::: Passage :::

Your thoughts about your problem are correct, but what do you like to achieve instead? –  hyde Jul 23 '13 at 22:32
    
I'd like to keep the image in it's original location. I tried some jquery for getting the position of the current image and using it to keep it there but things turned wild; images flying all over. –  Wanting to learn Jul 23 '13 at 22:36

3 Answers 3

up vote 3 down vote accepted

The easiest way is to not use fadeOut() cause it sets display:none and that is why your image gets moved.

$('#grid li').click(function() {
  // $(this).siblings().css("position","relative");
  $(this).siblings().animate({opacity: 0, top:'15px'},1000, function() {
    // Animation complete.
      $('#grid li img').animate({width:'339px',height:'211px'});
  });
 });  

FIDDLE

share|improve this answer
    
problem you can still click the images the are not being displayed –  Wanting to learn Jul 23 '13 at 23:12
    
For example use a class to set them clickable or not. jsfiddle.net/XYZZx/17 –  hyde Jul 23 '13 at 23:30

Prototype has a method called absolutize Link, which should work for your scenario. Since you are using jQuery you might want to have a look at this plugin:

jQuery.fn.absolutize = function()
{
  return this.each(function(){
    var element = jQuery(this);
    if (element.css('position') == 'absolute'){
        return element;
    }

    var offsets = element.offset();
    var top = offsets.top;
    var left = offsets.left;
    var width = element[0].clientWidth;
    var height = element[0].clientHeight;

    element._originalLeft = left - parseFloat(element.css("left") || 0);
    element._originalTop = top - parseFloat(element.css("top") || 0);
    element._originalWidth = element.css("width");
    element._originalHeight = element.css("height");

    element.css("position", "absolute");
    element.css("top", top + 'px');
    element.css("left", left + 'px');
    element.css("width", width + 'px');
    element.css("height", height + 'px');
    return element;
  });
}

Source: Link

Use this to freeze the size / position of your target element, before the dom changes occur:

$('#grid li').absolutize();
share|improve this answer

I would try using Jquery animate to simply fade their opacity to 0. What fadeout actually does is fade the opacity to zero, then once it's at zero, it sets "display: none" so that the object disappears. You simply want to only do the former! Something like $('myobjects').animate({opacity: 0}, slow); Hopefully my syntax is correct there. Cheers!

::: Entries provided :::

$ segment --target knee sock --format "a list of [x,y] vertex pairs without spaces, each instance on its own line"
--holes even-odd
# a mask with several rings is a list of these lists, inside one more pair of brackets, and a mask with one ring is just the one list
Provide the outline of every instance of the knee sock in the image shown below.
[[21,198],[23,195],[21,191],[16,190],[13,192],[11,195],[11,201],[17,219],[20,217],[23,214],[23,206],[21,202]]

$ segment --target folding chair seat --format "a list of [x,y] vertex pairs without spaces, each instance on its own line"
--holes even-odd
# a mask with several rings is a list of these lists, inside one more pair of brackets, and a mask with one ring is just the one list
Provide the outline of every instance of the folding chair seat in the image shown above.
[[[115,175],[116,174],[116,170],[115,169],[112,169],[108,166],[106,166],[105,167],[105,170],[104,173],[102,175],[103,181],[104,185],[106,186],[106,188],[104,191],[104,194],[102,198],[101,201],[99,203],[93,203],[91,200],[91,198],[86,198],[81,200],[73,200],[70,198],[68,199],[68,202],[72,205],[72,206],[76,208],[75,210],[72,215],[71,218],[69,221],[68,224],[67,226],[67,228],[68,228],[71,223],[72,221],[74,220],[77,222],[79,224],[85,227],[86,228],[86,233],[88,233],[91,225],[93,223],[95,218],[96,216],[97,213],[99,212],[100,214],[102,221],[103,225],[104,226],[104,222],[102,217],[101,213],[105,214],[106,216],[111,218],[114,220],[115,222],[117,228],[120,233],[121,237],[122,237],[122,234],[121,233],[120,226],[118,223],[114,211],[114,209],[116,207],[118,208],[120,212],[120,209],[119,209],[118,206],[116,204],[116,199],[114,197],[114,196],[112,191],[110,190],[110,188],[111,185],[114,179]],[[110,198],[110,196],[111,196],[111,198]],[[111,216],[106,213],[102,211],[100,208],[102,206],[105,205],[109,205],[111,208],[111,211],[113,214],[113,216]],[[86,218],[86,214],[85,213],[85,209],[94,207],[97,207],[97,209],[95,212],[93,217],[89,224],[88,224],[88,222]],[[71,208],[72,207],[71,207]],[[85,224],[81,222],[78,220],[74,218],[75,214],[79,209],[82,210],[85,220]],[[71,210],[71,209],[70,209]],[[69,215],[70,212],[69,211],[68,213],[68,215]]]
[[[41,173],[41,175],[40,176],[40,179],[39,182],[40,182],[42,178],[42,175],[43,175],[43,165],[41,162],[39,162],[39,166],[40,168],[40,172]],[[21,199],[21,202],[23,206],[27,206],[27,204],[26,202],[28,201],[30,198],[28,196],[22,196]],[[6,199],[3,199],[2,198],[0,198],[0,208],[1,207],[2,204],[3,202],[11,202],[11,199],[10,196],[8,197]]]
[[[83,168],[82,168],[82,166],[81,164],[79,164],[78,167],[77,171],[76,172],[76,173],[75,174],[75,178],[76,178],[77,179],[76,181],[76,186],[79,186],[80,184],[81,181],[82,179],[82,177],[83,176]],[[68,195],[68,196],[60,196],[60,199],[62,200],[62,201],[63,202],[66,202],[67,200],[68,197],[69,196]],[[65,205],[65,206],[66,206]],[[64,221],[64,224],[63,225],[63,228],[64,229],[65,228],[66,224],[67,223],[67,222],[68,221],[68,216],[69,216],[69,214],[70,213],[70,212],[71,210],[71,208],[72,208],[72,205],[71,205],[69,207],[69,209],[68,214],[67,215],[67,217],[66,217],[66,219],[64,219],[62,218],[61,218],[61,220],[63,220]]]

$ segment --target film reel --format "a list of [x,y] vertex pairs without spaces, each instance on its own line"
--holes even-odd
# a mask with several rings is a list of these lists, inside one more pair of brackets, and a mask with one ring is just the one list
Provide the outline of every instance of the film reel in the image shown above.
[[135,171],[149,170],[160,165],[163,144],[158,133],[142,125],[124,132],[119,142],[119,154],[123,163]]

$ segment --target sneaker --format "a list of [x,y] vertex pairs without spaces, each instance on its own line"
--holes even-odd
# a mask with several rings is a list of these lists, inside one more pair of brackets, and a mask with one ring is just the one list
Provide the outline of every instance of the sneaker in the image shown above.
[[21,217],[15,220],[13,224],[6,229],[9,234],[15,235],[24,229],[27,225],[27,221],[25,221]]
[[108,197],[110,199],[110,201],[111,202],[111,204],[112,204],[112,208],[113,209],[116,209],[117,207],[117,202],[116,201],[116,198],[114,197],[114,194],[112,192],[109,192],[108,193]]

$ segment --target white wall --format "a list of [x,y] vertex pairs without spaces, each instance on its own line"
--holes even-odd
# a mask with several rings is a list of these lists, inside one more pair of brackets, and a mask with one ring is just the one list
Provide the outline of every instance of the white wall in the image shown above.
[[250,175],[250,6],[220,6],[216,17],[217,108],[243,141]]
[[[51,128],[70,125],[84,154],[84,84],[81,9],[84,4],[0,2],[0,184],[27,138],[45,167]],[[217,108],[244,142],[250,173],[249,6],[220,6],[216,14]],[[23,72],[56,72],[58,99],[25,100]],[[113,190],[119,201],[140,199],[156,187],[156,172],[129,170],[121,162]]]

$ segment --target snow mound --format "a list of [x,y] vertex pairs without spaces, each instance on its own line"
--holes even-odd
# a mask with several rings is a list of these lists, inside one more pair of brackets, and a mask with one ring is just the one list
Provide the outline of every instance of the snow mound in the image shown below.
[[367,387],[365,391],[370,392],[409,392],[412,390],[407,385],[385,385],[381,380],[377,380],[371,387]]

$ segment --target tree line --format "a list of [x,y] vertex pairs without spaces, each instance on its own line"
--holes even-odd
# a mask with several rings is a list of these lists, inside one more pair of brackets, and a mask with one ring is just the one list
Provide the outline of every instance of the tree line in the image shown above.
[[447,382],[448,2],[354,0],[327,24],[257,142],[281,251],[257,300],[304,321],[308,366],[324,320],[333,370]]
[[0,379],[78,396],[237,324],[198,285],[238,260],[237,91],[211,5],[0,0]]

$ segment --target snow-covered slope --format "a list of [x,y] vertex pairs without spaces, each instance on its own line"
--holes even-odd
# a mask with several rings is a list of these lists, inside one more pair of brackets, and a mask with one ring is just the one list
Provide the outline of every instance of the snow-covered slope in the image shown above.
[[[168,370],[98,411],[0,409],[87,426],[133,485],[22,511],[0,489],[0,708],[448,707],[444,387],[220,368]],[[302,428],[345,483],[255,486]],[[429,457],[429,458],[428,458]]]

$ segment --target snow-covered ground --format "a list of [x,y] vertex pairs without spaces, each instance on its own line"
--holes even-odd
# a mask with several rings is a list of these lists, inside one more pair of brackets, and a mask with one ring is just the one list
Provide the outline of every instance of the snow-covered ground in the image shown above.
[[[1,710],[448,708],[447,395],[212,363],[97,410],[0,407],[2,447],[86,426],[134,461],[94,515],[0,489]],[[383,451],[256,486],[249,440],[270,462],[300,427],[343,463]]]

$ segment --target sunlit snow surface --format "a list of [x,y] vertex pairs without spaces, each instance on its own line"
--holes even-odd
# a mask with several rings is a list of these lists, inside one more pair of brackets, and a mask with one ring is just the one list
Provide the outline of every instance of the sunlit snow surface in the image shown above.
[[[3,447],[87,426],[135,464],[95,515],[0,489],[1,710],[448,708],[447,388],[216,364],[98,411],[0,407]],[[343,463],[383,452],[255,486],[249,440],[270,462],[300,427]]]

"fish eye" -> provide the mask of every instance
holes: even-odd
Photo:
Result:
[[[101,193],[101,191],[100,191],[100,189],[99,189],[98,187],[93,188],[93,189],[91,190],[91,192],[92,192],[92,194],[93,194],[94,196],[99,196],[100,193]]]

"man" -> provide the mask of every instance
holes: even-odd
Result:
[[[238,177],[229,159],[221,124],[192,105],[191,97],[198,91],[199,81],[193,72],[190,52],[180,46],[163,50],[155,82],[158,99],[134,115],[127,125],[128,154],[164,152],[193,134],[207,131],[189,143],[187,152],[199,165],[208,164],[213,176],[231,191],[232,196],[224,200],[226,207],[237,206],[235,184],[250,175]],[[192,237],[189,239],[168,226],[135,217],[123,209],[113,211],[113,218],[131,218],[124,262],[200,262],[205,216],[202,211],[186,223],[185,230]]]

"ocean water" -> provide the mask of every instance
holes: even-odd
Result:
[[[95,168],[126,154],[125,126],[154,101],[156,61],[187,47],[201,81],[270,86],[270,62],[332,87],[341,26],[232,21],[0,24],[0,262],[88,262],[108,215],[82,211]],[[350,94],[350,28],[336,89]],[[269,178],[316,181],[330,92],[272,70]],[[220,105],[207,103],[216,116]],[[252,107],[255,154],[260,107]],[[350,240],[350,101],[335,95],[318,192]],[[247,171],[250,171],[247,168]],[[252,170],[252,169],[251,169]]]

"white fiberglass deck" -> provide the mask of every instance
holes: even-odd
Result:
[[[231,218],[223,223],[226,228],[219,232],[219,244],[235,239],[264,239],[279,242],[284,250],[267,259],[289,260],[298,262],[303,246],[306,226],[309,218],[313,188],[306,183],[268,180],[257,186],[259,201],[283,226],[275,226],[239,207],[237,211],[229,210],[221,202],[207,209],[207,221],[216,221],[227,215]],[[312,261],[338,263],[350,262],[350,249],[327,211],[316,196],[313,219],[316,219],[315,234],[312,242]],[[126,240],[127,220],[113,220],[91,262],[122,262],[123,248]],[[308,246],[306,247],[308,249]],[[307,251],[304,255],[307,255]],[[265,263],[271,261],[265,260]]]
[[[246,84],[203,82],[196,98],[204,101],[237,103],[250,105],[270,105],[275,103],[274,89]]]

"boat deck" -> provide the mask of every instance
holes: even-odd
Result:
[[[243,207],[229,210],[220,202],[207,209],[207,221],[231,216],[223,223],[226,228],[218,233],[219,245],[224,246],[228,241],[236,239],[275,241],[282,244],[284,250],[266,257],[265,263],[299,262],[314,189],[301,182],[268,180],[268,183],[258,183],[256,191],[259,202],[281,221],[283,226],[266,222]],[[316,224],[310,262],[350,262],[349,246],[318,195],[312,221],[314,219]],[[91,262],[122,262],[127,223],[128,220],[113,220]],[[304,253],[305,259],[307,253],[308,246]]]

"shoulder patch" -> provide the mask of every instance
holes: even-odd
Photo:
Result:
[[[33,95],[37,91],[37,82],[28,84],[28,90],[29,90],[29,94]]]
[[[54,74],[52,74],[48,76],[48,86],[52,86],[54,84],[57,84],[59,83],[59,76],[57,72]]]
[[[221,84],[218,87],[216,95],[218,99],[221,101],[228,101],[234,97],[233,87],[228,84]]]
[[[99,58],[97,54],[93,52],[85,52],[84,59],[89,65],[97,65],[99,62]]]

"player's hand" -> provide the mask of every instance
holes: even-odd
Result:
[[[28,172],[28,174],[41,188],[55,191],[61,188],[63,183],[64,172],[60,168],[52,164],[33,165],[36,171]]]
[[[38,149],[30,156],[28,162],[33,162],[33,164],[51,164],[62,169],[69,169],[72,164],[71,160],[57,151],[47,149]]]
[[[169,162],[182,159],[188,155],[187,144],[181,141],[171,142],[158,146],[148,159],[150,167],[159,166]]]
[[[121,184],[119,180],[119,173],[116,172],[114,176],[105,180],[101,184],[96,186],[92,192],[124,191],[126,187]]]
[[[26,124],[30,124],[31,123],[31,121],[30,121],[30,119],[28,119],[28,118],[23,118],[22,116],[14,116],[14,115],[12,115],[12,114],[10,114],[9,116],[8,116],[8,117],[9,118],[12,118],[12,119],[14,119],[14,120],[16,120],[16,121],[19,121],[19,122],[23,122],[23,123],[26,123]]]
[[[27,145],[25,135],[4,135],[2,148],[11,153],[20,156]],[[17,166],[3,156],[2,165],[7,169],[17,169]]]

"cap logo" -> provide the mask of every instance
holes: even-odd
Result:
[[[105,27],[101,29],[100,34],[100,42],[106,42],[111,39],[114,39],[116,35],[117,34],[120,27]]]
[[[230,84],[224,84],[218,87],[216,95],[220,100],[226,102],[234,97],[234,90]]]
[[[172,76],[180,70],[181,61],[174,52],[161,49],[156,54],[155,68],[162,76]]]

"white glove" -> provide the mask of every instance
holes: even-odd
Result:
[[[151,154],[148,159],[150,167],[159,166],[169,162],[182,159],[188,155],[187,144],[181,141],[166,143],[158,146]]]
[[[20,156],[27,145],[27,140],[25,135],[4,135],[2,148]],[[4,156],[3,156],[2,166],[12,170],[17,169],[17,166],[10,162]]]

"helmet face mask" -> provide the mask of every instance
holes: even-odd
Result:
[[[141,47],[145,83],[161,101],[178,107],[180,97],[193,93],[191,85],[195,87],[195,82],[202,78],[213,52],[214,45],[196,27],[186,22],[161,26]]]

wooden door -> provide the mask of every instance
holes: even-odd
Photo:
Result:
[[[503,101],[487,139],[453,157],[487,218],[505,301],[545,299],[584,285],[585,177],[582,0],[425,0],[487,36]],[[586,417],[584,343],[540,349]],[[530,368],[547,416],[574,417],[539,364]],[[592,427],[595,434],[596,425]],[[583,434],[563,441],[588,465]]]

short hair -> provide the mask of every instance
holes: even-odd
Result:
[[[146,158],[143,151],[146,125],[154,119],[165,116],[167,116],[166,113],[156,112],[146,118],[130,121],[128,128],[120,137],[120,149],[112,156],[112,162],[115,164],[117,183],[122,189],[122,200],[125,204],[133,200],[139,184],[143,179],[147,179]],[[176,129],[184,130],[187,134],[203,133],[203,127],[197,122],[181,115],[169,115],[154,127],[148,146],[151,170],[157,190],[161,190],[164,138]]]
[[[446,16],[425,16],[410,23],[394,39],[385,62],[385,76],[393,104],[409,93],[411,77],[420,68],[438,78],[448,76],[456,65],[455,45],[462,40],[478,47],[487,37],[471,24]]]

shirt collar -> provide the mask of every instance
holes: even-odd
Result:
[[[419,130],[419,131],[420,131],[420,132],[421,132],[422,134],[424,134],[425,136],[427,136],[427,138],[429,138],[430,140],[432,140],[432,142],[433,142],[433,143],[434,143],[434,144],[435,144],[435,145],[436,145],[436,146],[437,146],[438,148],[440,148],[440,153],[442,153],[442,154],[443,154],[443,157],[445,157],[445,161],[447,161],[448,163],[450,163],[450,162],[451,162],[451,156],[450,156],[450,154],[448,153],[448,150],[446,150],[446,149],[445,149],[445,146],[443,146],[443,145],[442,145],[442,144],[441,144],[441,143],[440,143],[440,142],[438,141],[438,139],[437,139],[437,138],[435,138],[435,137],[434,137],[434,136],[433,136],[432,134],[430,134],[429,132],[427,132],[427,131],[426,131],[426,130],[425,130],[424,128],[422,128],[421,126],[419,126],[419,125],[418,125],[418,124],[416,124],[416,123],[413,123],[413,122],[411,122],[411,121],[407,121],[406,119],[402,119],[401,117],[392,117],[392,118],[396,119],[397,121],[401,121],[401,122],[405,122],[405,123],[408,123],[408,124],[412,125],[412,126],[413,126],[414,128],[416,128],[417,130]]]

:::

Given task |
Print the part of the jQuery thread above between "I'd like to" and "image gets moved.", inclusive.

Result of this task |
I'd like to keep the image in it's original location. I tried some jquery for getting the position of the current image and using it to keep it there but things turned wild; images flying all over. –  Wanting to learn Jul 23 '13 at 22:36

3 Answers 3

up vote 3 down vote accepted

The easiest way is to not use fadeOut() cause it sets display:none and that is why your image gets moved.